— Start EXERCISE DATA —

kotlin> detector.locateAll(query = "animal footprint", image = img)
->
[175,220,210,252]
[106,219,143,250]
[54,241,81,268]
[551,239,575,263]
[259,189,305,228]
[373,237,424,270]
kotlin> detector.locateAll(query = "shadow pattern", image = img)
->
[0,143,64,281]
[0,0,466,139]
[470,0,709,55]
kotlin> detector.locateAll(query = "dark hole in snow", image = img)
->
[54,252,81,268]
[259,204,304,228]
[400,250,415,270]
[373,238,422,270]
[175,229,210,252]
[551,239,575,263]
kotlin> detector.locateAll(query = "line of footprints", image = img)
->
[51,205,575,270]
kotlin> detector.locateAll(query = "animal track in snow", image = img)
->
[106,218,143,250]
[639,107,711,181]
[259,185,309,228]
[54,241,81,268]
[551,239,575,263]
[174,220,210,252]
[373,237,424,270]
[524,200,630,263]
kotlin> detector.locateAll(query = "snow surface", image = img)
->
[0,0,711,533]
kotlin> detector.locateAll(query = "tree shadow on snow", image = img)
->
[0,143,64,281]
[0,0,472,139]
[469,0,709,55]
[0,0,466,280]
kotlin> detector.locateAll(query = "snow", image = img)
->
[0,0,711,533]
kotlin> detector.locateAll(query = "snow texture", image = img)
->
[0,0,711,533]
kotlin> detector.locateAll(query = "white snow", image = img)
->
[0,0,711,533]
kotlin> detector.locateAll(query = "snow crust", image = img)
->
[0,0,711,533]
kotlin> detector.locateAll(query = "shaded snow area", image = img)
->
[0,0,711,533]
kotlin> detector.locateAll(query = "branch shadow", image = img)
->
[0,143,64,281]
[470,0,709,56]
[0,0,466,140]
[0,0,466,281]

— End EXERCISE DATA —
— Start EXERCISE DATA —

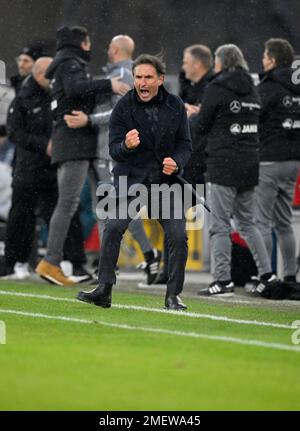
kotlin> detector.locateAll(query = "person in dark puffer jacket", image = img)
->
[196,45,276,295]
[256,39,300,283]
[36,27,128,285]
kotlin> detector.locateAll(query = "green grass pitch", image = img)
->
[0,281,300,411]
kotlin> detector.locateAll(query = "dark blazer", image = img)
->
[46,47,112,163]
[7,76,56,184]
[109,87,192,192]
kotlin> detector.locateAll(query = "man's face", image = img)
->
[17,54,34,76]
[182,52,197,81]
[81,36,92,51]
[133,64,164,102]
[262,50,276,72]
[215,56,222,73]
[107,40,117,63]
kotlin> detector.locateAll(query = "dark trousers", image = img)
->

— End EXERCISE DATA —

**WHAT IS REQUIRED:**
Pull out every line above that contains the string "shadow", treating uppercase and lowercase as different. Copy each of those lines in full.

**FULL ANSWER:**
kotlin> detector.locateAll(query = "shadow pattern", image = img)
kotlin> detector.locateAll(query = "tree shadow on snow", image = img)
kotlin> detector.locateAll(query = "branch shadow", image = img)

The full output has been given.